Request
Update the stretch of the video frame passage from "Since the machine" through "and subsequent display.", putting "landscape" in place of "scenery".

— START Reading passage —

Since the machine learning model may determine one or more regions 308 of the frame 304 corresponding to or otherwise similar to the target asset 316, the ROI/NI identifier 320 may generate a mask 324B that identifies a portion 328B of the frame 304 that may be blurred, since the region 336C of the frame 304 corresponds to a portion of scenery that may be a similar distance from a user as the one or more regions 308. The blurring/enhancement operator 224 may then blurred the region 336A and 336B. The resulting frame may then be provided to the encoder, encoded, and transmitted to one or more devices for decoding and subsequent display.

FIG. 4 depicts an example enhancing technique applied to a frame of video in accordance with examples of the present disclosure. More specifically, a frame 404, or a portion of a frame 404, corresponding to a frame of video and/or a frame of game content may be enhanced to distinguish one or more targets in the frame from other regions. That is, a region of interest may be identified and enhanced to provide an additional level of detail, scale, or to direct the eyes of a user to the specified region of interest of the frame 404. Accordingly, one or more target assets, such as a heads up display 414 and a user 412, may be provided to the ROI/NI identifier 420, where the ROI/NI identifier 420 may create a mask 402 corresponding to or otherwise identifying a region of interest that is to be enhanced. For example, the ROI/NI identifier 420 may identify regions of interest 408A and 410A based on the input target assets of 412A and 414A. Accordingly, the mask 402 may include a portion 416A and 418A corresponding to such regions in the frame 404; therefore, the blurring/enhancement operator 224 may enhance the regions of interest 428A and 430A such that regions of interest 428A and 430A stand out or otherwise provide an additional level of detail when compared to other regions of the frame 404. The resulting frame may then be provided to the encoder, encoded, and transmitted to one or more devices for decoding and subsequent display as frame 424, for example at the output device 422.

— END Reading passage —
— START Given entries —

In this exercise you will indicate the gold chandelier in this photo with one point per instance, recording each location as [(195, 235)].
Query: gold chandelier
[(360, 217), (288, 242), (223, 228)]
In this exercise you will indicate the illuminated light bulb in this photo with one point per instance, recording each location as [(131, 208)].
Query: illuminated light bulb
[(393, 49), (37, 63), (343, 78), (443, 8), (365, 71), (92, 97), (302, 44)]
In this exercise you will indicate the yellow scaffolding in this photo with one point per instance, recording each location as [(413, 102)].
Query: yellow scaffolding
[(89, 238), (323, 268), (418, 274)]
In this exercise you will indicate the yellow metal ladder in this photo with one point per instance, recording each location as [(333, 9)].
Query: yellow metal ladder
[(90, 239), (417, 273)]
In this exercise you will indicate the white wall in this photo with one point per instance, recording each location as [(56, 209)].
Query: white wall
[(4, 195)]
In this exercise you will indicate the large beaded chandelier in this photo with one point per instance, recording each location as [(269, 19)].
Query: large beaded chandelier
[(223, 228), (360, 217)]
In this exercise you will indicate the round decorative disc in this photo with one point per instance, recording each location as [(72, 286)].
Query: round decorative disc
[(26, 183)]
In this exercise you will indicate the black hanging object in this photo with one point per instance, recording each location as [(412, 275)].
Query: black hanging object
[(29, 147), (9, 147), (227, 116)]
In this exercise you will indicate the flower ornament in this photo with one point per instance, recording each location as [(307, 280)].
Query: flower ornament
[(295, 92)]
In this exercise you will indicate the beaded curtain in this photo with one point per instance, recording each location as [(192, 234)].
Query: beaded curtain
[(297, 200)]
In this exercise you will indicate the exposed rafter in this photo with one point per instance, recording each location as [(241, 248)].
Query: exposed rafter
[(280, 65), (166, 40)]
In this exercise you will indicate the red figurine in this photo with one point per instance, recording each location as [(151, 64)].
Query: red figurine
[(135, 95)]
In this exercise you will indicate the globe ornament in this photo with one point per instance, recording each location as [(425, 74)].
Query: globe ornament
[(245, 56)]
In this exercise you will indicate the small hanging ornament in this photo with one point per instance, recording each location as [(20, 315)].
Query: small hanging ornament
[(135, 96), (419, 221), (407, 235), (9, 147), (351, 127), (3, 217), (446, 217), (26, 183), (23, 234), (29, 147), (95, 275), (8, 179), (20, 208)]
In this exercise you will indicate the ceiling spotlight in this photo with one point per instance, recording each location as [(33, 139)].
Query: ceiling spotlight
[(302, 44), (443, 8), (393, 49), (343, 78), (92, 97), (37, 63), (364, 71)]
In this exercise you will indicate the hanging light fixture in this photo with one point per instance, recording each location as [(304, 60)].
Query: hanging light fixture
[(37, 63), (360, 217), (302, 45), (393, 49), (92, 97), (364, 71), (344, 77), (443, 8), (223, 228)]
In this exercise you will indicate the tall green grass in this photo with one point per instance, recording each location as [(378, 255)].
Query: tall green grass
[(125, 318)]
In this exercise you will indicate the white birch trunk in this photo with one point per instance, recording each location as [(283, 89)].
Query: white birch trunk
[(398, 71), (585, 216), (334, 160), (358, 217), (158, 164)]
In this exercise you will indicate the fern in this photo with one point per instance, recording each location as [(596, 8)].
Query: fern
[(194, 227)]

— END Given entries —

Task answer
Since the machine learning model may determine one or more regions 308 of the frame 304 corresponding to or otherwise similar to the target asset 316, the ROI/NI identifier 320 may generate a mask 324B that identifies a portion 328B of the frame 304 that may be blurred, since the region 336C of the frame 304 corresponds to a portion of landscape that may be a similar distance from a user as the one or more regions 308. The blurring/enhancement operator 224 may then blurred the region 336A and 336B. The resulting frame may then be provided to the encoder, encoded, and transmitted to one or more devices for decoding and subsequent display.